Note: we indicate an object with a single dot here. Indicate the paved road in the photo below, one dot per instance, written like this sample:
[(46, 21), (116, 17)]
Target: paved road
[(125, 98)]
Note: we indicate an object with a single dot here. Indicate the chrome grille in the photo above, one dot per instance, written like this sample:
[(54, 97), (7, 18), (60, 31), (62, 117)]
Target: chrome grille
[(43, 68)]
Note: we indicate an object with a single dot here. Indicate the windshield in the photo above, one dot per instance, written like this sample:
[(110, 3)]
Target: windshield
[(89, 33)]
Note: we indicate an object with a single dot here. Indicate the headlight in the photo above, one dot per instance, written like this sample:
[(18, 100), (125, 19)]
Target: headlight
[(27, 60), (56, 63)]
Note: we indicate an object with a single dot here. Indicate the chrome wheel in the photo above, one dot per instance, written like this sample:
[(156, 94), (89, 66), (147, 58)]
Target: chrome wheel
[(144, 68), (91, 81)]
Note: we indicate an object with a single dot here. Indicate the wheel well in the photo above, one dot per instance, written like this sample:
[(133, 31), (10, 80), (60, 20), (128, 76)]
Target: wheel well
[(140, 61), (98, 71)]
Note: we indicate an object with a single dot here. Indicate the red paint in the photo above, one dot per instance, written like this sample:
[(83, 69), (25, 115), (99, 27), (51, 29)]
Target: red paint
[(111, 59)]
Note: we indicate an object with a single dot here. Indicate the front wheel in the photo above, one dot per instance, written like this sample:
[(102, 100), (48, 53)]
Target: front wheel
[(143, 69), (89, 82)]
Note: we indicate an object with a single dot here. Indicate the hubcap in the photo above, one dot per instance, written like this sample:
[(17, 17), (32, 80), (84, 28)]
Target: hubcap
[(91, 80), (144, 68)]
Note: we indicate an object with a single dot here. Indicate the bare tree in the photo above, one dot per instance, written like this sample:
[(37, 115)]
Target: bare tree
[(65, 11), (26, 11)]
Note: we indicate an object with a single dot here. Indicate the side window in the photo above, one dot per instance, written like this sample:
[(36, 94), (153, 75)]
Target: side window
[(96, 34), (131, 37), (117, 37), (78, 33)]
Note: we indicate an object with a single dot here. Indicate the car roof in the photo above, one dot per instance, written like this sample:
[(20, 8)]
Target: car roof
= = = = =
*Work instructions*.
Copy every one of the records above word for word.

*Result for this exercise*.
Note: we indicate an object with a single dot here. Indicate the paved road in the photo below, one dot per instance, written like this sample:
[(46, 21), (116, 17)]
Target: paved road
[(125, 98)]
Note: we indicate an object with a single dot here. Indicate the chrome grille in the photo above, one dot per instance, written like this sample:
[(54, 97), (7, 18), (60, 31), (62, 117)]
Target: chrome grille
[(43, 68)]
Note: we indicate an object with a single dot here. Indicate the windshield in the photo above, one dot per instance, written like this sample:
[(110, 3)]
Target: windshield
[(89, 33)]
Note: we indicate an object with a single dot here. Indicate the headlight in the photo above, one dot per instance, written like this sample:
[(18, 100), (125, 19)]
Target: headlight
[(27, 60), (56, 63)]
Note: we indicate an object with a single dot here. Indicate the chrome wheel in the photo above, one dot per instance, written like this sample:
[(156, 94), (89, 66), (147, 58)]
Target: chrome wheel
[(144, 68), (91, 81)]
Note: we indicate an object with a single dot here. Indicate the wheel well in the photo above, one dot per instance, written like this sample:
[(133, 31), (10, 80), (60, 20), (128, 76)]
Target: wheel well
[(140, 61), (98, 71)]
Note: we indicate an object with a single dot here. Indicate the red paint in the photo above, one dot per instance, written like this sample:
[(83, 69), (25, 115), (99, 27), (51, 29)]
Target: red paint
[(111, 59)]
Note: we indicate an object with a single dot here. Indicate the front wheel in the photo above, one dot per instance, written like this sample:
[(102, 100), (48, 53)]
Target: front wheel
[(143, 69), (89, 82)]
Note: we indicate an object with a single dot here. Indicate the hubcap in the photo above, one dot per instance, written like this sample:
[(17, 17), (32, 80), (84, 28)]
Target: hubcap
[(91, 80), (144, 68)]
Note: we indicate an object with a single dot here. Indicate the bare tree in the photo above, one dot per instance, written like this sample:
[(37, 115)]
Target: bare tree
[(65, 11), (26, 11)]
Note: we indicate an object with a single dot here. Indicate the side window in the photo above, one dot per instance, written like this sample:
[(36, 94), (153, 75)]
Target: side window
[(96, 34), (131, 37), (117, 37), (78, 33)]
Note: we indicate an object with a single dot here. Indicate the car roof in the photo above, one dot per instance, written like this sample:
[(20, 8)]
Target: car roof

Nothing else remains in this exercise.